---------- Source text

Lithium-Rich NMC Cathodes and Si-C Anodes in Low Flammability Li-Ion Battery Electrolytes

Tuesday, 7 October 2014: 11:20
Sunrise, 2nd Floor, Star Ballroom 7 (Moon Palace Resort)
B. V. Ratnakumar (Calfornia Institute of Technology), M. C. Smart (California Institute of Technology), C. Krause, C. Seu (California Institute of Technology, Jet Propulsion Laboratory), J. Wu, and T. Miller (NASA Glenn Research Center)
Li-ion batteries were successfully employed in our Mars planetary surface missions, e.g., robotic Mars Rovers, Spirit, Opportunity and Curiosity.  However, the future space missions involve human exploration and demand further advances both in energy densities and safety. For example, astronaut Extra Vehicular Activity requires safer batteries with a specific energy in excess of 300 Wh/kg, albeit with moderate cycle life. We have therefore been developing advanced cell components, i.e., high specific capacity cathodes and anodes for improving the specific energy and also low-flammability electrolytes for enhancing safety.

--------------------
---------- Supplied entries

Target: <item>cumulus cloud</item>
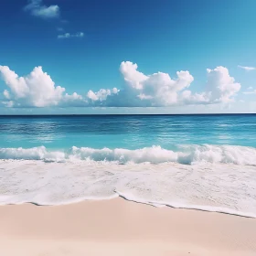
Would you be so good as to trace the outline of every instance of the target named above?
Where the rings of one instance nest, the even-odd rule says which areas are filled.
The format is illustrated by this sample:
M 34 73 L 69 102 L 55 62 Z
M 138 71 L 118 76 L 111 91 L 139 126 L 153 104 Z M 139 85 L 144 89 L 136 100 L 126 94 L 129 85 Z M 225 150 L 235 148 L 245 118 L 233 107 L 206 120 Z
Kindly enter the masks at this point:
M 70 33 L 65 33 L 63 35 L 59 35 L 57 37 L 59 39 L 65 39 L 65 38 L 71 38 L 71 37 L 83 37 L 84 33 L 83 32 L 79 32 L 76 34 L 70 34 Z
M 254 67 L 246 67 L 246 66 L 240 66 L 240 65 L 239 65 L 238 67 L 242 69 L 245 69 L 247 71 L 256 70 L 256 68 L 254 68 Z
M 229 76 L 228 69 L 207 69 L 208 80 L 203 92 L 192 92 L 194 80 L 189 71 L 177 71 L 175 79 L 156 72 L 145 75 L 137 64 L 123 61 L 120 66 L 124 84 L 121 89 L 90 90 L 84 95 L 65 93 L 56 86 L 42 67 L 37 67 L 25 77 L 18 77 L 6 66 L 0 66 L 0 74 L 6 86 L 2 102 L 8 107 L 95 106 L 95 107 L 166 107 L 191 104 L 227 103 L 234 101 L 240 84 Z
M 26 77 L 18 77 L 7 66 L 0 66 L 0 73 L 8 91 L 4 91 L 5 105 L 25 107 L 56 106 L 64 99 L 65 101 L 76 101 L 77 93 L 63 95 L 65 88 L 56 86 L 42 67 L 37 67 Z
M 240 90 L 240 84 L 229 76 L 229 69 L 222 66 L 214 69 L 207 69 L 207 91 L 210 94 L 210 102 L 229 102 Z
M 256 90 L 249 91 L 243 91 L 243 94 L 256 94 Z
M 59 5 L 47 6 L 43 4 L 42 0 L 29 0 L 24 9 L 30 12 L 32 16 L 42 18 L 56 18 L 59 16 Z
M 138 71 L 137 64 L 130 61 L 122 62 L 120 71 L 126 84 L 117 93 L 107 95 L 103 102 L 105 106 L 165 107 L 227 103 L 232 101 L 240 90 L 240 84 L 235 82 L 228 69 L 221 66 L 207 69 L 206 90 L 201 93 L 193 93 L 187 90 L 194 80 L 189 71 L 177 71 L 176 79 L 171 79 L 169 74 L 163 72 L 145 75 Z M 94 104 L 100 101 L 96 97 L 91 100 Z

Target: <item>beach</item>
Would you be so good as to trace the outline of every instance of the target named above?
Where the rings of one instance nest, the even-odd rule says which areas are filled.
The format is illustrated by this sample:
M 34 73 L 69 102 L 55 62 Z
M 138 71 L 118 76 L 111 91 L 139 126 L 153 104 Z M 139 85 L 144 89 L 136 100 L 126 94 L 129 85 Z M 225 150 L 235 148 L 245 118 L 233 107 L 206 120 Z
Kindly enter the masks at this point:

--------------------

Direction: Transcribe the battery abstract word for word, starting at "Lithium-Rich NMC Cathodes" and ending at "(Moon Palace Resort)".

Written answer:
Lithium-Rich NMC Cathodes and Si-C Anodes in Low Flammability Li-Ion Battery Electrolytes

Tuesday, 7 October 2014: 11:20
Sunrise, 2nd Floor, Star Ballroom 7 (Moon Palace Resort)